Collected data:
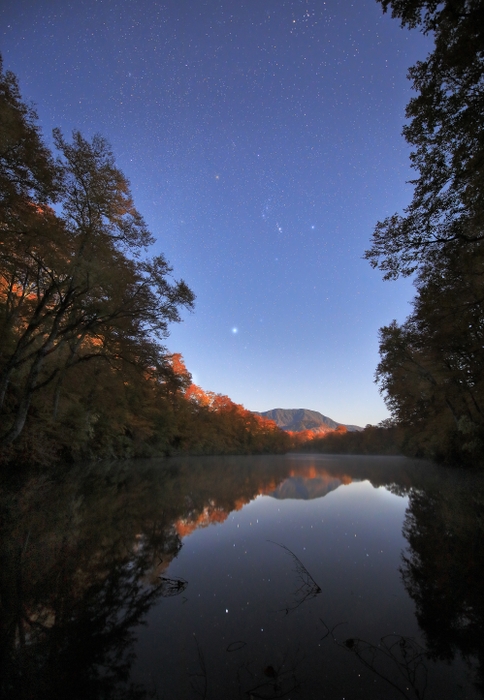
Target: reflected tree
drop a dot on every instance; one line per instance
(445, 579)
(78, 574)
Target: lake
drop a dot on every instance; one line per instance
(301, 576)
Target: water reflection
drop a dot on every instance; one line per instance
(89, 556)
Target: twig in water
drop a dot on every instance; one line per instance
(404, 653)
(308, 587)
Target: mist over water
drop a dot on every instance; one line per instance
(304, 576)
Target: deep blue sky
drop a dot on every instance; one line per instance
(262, 139)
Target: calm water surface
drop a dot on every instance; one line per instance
(304, 576)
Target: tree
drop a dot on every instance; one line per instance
(431, 369)
(446, 130)
(73, 284)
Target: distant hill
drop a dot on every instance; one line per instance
(296, 419)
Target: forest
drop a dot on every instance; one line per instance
(85, 310)
(431, 368)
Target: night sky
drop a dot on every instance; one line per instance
(262, 140)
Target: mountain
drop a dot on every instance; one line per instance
(296, 419)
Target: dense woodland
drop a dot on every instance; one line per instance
(84, 310)
(432, 366)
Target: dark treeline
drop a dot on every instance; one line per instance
(84, 311)
(432, 366)
(373, 440)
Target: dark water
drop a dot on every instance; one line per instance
(299, 577)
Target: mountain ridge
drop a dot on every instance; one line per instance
(297, 419)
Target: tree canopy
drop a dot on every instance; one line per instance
(85, 311)
(431, 371)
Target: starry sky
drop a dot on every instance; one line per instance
(262, 140)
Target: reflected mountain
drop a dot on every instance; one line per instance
(84, 557)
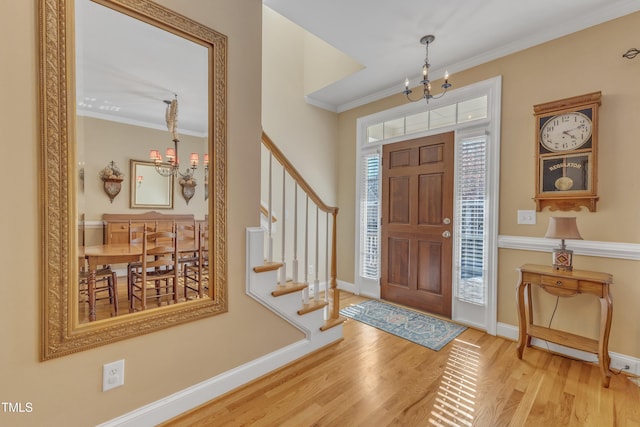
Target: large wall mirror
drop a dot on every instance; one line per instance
(108, 70)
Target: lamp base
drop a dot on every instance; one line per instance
(562, 259)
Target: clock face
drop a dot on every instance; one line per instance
(566, 132)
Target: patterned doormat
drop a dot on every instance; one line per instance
(419, 328)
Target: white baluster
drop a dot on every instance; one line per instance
(283, 225)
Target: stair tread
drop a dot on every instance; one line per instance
(288, 288)
(267, 266)
(330, 323)
(312, 305)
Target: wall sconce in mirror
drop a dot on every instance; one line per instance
(631, 53)
(112, 180)
(149, 189)
(188, 184)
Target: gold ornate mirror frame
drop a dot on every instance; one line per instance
(61, 333)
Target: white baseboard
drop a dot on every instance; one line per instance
(191, 397)
(618, 361)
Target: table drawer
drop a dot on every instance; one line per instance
(560, 282)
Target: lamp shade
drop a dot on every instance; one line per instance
(563, 228)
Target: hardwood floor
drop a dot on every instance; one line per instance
(373, 378)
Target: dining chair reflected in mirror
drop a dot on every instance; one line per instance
(136, 235)
(196, 275)
(157, 278)
(188, 242)
(106, 287)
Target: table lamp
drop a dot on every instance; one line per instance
(563, 228)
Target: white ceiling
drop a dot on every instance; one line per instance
(384, 36)
(126, 70)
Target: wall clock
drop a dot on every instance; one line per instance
(567, 153)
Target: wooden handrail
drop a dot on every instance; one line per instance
(296, 175)
(333, 292)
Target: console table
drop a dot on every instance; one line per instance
(565, 284)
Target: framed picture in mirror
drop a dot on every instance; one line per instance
(150, 189)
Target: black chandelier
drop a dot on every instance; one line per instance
(426, 83)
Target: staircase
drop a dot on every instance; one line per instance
(300, 285)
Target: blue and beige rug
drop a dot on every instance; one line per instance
(419, 328)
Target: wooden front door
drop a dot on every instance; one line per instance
(417, 223)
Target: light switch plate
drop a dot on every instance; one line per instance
(526, 217)
(113, 375)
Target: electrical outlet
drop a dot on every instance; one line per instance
(526, 217)
(113, 375)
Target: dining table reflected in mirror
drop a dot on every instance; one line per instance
(107, 276)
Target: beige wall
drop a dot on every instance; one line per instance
(583, 62)
(67, 391)
(306, 134)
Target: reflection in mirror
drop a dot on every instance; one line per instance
(149, 189)
(121, 84)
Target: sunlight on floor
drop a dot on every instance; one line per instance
(455, 403)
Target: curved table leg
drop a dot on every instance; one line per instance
(606, 313)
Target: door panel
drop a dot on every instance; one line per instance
(416, 247)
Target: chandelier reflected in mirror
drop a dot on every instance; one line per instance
(426, 83)
(172, 164)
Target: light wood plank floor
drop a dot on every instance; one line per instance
(375, 379)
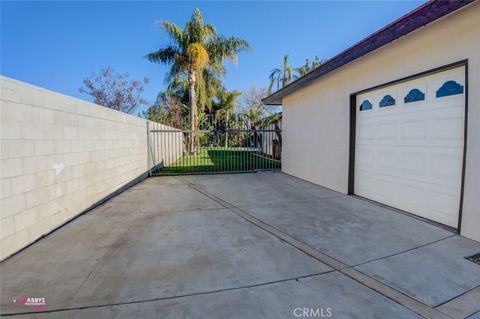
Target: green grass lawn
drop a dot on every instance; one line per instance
(220, 159)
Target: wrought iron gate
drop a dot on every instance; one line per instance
(215, 151)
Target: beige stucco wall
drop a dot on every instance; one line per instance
(316, 118)
(59, 155)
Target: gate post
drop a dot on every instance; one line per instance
(149, 165)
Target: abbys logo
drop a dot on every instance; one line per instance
(37, 303)
(312, 312)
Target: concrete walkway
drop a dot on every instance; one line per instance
(263, 245)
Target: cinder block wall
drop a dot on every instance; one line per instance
(59, 156)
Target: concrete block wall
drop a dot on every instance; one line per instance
(60, 155)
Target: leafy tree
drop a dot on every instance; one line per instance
(196, 48)
(309, 66)
(114, 90)
(252, 98)
(281, 76)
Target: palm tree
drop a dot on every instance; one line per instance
(194, 49)
(282, 76)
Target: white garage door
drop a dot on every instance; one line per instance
(409, 145)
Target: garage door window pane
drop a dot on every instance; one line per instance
(387, 100)
(414, 95)
(450, 88)
(366, 105)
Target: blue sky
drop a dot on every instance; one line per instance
(56, 44)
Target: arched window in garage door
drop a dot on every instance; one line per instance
(414, 96)
(450, 88)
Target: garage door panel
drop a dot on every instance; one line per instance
(413, 163)
(410, 155)
(413, 129)
(386, 160)
(446, 167)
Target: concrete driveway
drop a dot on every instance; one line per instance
(262, 245)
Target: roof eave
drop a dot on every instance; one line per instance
(421, 16)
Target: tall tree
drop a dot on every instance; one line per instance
(195, 48)
(114, 90)
(281, 76)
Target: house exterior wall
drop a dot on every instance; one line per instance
(269, 137)
(316, 118)
(60, 155)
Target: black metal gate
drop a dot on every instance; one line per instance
(215, 151)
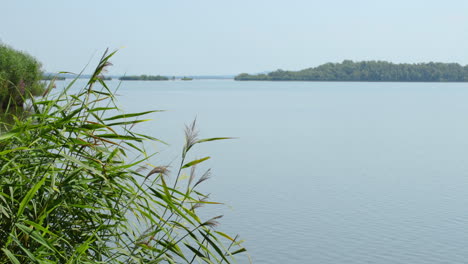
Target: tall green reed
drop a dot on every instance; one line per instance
(78, 186)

• **YOUR INSTRUCTIONS**
Can you reproduce every one of the records above line for line, without changing anything, but leaving out the pictures?

• **FINISHED TASK**
Target: reflected tree
drop a dot on every instance; one line per instance
(445, 579)
(78, 574)
Target: lake
drop a dot on every instance; one line per instance
(301, 576)
Target: water reflection
drop a dot on every instance; one line per instance
(89, 556)
Target: twig in water
drop a dot on every instance; one line per instance
(404, 653)
(308, 587)
Target: mist over water
drop a dot on every instance; one line per instance
(304, 576)
Target: deep blue sky
drop a dot on every instance; one line per instance
(262, 139)
Target: calm water surface
drop a dot on every instance; one line per instance
(304, 576)
Target: tree
drop a dot on every instance; one line per instance
(431, 369)
(446, 130)
(73, 284)
Target: distant hill
drop a dot on every instance; one line per instance
(296, 419)
Target: forest
drop a dot on every instance; one line per instance
(85, 310)
(431, 368)
Target: night sky
drop a dot on every instance; one line per instance
(262, 140)
Target: mountain
drop a dot on every instance; one line per instance
(296, 419)
Target: dense woodland
drop a dot on every instance; one line per instance
(84, 310)
(432, 366)
Target: dark treeline
drop a dot on every instance; one line per instance
(84, 311)
(432, 366)
(373, 440)
Target: dark water
drop a dot on every instance; one line per instance
(299, 577)
Target: mountain ridge
drop a dot on every instance; one line per instance
(297, 419)
Target: tree canopy
drop a dot on every instance; one line per instance
(85, 311)
(431, 371)
Target: starry sky
drop a dot on every instance; one line per instance
(262, 140)
Target: reflected mountain
drop a dot on every instance; one line per instance
(84, 557)
Target: large wall mirror
drop a dot on every instance; one line per instance
(108, 70)
Target: lamp base
drop a dot on every instance; one line per instance
(562, 259)
Target: clock face
drop a dot on every instance; one line per instance
(566, 132)
Target: patterned doormat
drop a dot on every instance; one line per instance
(419, 328)
Target: white baluster
drop a dot on every instance; one line per instance
(283, 225)
Target: stair tread
drop a dot on every instance; one line per instance
(288, 288)
(267, 266)
(330, 323)
(312, 305)
Target: wall sconce in mirror
drop a dot on every instance; one line per instance
(631, 53)
(112, 180)
(149, 189)
(188, 184)
Target: gold ornate mirror frame
drop a dot on every instance; one line per instance
(61, 333)
Target: white baseboard
drop a dot on every instance; one line per instance
(191, 397)
(618, 361)
Target: table drawer
drop a dot on every instance; one line per instance
(560, 282)
Target: lamp shade
drop a dot on every instance; one line per instance
(563, 228)
Target: hardwood floor
drop a dot on every instance; one line per instance
(373, 378)
Target: dining chair reflected in mirror
drop a dot on every instance; one line per instance
(136, 235)
(196, 275)
(157, 278)
(188, 242)
(106, 287)
Target: table lamp
drop a dot on every instance; one line per instance
(563, 228)
Target: white ceiling
drop a dot on every instance; one line per instance
(384, 36)
(126, 70)
Target: wall clock
drop a dot on every instance; one line per instance
(567, 153)
Target: wooden handrail
drop a dot on every instance; one line per instance
(296, 175)
(333, 292)
Target: console table
drop a dot on every instance; one line per instance
(565, 284)
Target: framed picture in mirror
drop a dot on every instance; one line per instance
(150, 189)
Target: black chandelier
drop a dot on every instance; one line per instance
(426, 83)
Target: staircase
drop a dot on every instance; one line per instance
(300, 285)
Target: blue and beige rug
drop a dot on every instance; one line per instance
(419, 328)
Target: wooden front door
drop a dot on every instance; one line per instance
(417, 223)
Target: light switch plate
drop a dot on every instance; one line per instance
(526, 217)
(113, 375)
Target: electrical outlet
drop a dot on every instance; one line per instance
(526, 217)
(113, 375)
Target: dining table reflected in mirror
drop a dot on every instance; one line per instance
(107, 276)
Target: beige wall
drop a dot on every instance; one line per instance
(583, 62)
(67, 391)
(306, 134)
Target: reflection in mirror
drop a dot on every instance; one line per instance
(149, 189)
(121, 84)
Target: sunlight on floor
drop a dot on every instance; one line per instance
(455, 403)
Target: curved table leg
drop a dot on every instance; one line per instance
(606, 313)
Target: door panel
drop a dot on every instance; one line per instance
(416, 247)
Target: chandelier reflected in mirror
drop a dot on every instance; one line per instance
(426, 83)
(172, 164)
Target: light wood plank floor
drop a dot on every instance; one line per instance
(375, 379)
Target: green grass lawn
drop a dot on every instance; one line per instance
(220, 159)
Target: wrought iron gate
drop a dot on every instance; one line per instance
(215, 151)
Target: beige stucco wall
drop a dot on every instance; one line per instance
(316, 118)
(59, 155)
Target: gate post
drop a dot on every instance; one line per instance
(149, 165)
Target: abbys logo
drop a dot on every instance; one line per instance
(37, 303)
(312, 312)
Target: concrete walkway
drop a dot on every instance; one line per instance
(263, 245)
Target: cinder block wall
drop a dot on every instance; one line per instance
(59, 156)
Target: concrete block wall
drop a dot on every instance; one line per instance
(60, 155)
Target: leafy tree
drop a dot on every instance; one line per instance
(196, 48)
(309, 66)
(114, 90)
(252, 98)
(281, 76)
Target: palm tree
drop a dot on every instance; one line per instance
(194, 49)
(282, 76)
Target: white garage door
drop a dot on every instance; one line per instance
(409, 145)
Target: garage door window pane
drop a dot on every instance; one line per instance
(387, 100)
(414, 95)
(450, 88)
(366, 105)
Target: blue sky
drop a dot on every instance; one line per instance
(56, 44)
Target: arched window in garage door
drop a dot on every instance; one line per instance
(414, 96)
(450, 88)
Target: garage door panel
drop a dot on every instance; one line per instance
(413, 163)
(410, 155)
(413, 129)
(386, 160)
(446, 167)
Target: concrete driveway
drop a dot on every instance; one line per instance
(262, 245)
Target: roof eave
drop a dot on every instance; one line per instance
(421, 16)
Target: tall tree
drop a dot on every instance; one line per instance
(195, 48)
(114, 90)
(281, 76)
Target: house exterior wall
drop a dot on every instance; one line per instance
(269, 137)
(316, 118)
(60, 155)
Target: black metal gate
drop a dot on every instance; one line per instance
(215, 151)
Target: tall green reed
drop a dot on every instance; one line per instance
(78, 186)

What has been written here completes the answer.